(Segmentation mask data)
++++++++++

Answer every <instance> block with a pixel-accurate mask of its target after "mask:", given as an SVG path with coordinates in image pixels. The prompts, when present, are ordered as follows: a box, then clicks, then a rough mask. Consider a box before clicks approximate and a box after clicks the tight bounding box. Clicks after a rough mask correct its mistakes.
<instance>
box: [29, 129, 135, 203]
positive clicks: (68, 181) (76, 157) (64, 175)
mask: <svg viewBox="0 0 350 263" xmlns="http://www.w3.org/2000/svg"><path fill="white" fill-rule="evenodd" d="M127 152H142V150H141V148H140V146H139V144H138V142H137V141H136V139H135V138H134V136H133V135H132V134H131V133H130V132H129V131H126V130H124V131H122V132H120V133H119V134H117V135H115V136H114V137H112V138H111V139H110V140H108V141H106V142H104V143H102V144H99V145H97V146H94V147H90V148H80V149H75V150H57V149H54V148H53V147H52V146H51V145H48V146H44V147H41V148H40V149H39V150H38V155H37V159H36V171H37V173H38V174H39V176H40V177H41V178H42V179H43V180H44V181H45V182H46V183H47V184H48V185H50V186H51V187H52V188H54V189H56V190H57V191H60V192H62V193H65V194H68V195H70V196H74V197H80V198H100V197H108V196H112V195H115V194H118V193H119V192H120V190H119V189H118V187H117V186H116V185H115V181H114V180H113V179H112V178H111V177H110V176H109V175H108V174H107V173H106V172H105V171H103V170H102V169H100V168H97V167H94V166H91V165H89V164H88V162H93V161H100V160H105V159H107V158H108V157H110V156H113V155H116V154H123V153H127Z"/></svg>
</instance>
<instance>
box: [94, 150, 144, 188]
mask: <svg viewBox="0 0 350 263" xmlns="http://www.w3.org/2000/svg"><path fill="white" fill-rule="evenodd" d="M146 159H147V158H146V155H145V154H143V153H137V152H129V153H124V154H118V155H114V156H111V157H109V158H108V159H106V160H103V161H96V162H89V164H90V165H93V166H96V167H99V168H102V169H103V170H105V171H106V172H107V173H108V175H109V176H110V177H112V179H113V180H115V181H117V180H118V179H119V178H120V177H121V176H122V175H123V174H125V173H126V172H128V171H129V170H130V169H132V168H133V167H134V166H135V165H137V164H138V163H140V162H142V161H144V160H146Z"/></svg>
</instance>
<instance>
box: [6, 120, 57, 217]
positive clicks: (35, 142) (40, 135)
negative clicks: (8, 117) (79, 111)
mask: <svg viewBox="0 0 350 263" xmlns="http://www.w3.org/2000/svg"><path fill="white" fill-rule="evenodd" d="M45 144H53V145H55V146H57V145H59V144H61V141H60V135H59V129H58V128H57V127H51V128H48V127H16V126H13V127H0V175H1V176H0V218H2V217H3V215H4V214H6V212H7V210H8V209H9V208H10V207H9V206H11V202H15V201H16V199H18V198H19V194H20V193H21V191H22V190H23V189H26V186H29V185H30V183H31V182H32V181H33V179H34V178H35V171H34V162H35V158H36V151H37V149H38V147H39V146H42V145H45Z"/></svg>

++++++++++

Task brief: Your answer should be every entry above, repeated exactly.

Worked solution:
Answer every <instance> block with a pixel-accurate mask of its target after "mask:", given as an SVG path with coordinates in image pixels. The prompts, when present, are ordered as follows: a box, then clicks, then a rough mask. Consider a box before clicks approximate and a box after clicks the tight bounding box. Clicks after a rough mask correct its mistakes.
<instance>
box: [29, 129, 135, 203]
positive clicks: (68, 181) (76, 157) (64, 175)
mask: <svg viewBox="0 0 350 263" xmlns="http://www.w3.org/2000/svg"><path fill="white" fill-rule="evenodd" d="M127 152H142V150H141V148H140V146H139V144H138V142H137V141H136V139H135V138H134V136H133V135H132V134H131V133H130V132H129V131H126V130H124V131H122V132H120V133H119V134H117V135H115V136H114V137H112V138H111V139H110V140H108V141H106V142H104V143H102V144H99V145H97V146H94V147H90V148H80V149H75V150H57V149H54V148H53V147H52V146H51V145H48V146H44V147H41V148H40V149H39V150H38V155H37V159H36V171H37V173H38V174H39V176H40V177H41V178H42V179H43V180H44V181H45V182H46V183H47V184H48V185H50V186H51V187H52V188H54V189H56V190H57V191H60V192H62V193H65V194H68V195H70V196H74V197H80V198H100V197H108V196H112V195H115V194H118V193H119V192H120V190H119V189H118V187H117V186H116V185H115V181H114V180H113V179H112V178H111V177H110V176H109V175H108V174H107V173H106V172H105V171H103V170H102V169H100V168H97V167H94V166H91V165H89V164H88V162H93V161H100V160H105V159H107V158H108V157H110V156H113V155H116V154H123V153H127Z"/></svg>
</instance>
<instance>
box: [94, 150, 144, 188]
mask: <svg viewBox="0 0 350 263" xmlns="http://www.w3.org/2000/svg"><path fill="white" fill-rule="evenodd" d="M146 159H147V158H146V155H145V154H143V153H137V152H129V153H124V154H118V155H114V156H111V157H109V158H108V159H106V160H103V161H96V162H89V164H90V165H93V166H96V167H99V168H102V169H103V170H105V171H106V172H107V173H108V175H109V176H110V177H112V179H113V180H115V181H117V180H118V179H119V178H120V177H121V176H122V175H123V174H125V173H126V172H128V171H129V170H130V169H132V168H133V167H134V166H135V165H137V164H138V163H140V162H142V161H144V160H146Z"/></svg>
</instance>
<instance>
box: [6, 120, 57, 217]
positive clicks: (35, 142) (40, 135)
negative clicks: (8, 117) (79, 111)
mask: <svg viewBox="0 0 350 263" xmlns="http://www.w3.org/2000/svg"><path fill="white" fill-rule="evenodd" d="M45 144H53V145H55V146H57V145H59V144H61V141H60V135H59V129H58V128H57V127H51V128H48V127H16V126H13V127H0V175H1V176H0V218H2V217H3V215H4V214H6V212H7V210H8V209H9V208H10V207H9V206H11V202H15V201H16V199H18V198H19V194H20V193H21V191H22V190H23V189H26V186H29V185H30V183H31V182H32V181H33V179H34V178H35V171H34V162H35V158H36V151H37V149H38V147H39V146H42V145H45Z"/></svg>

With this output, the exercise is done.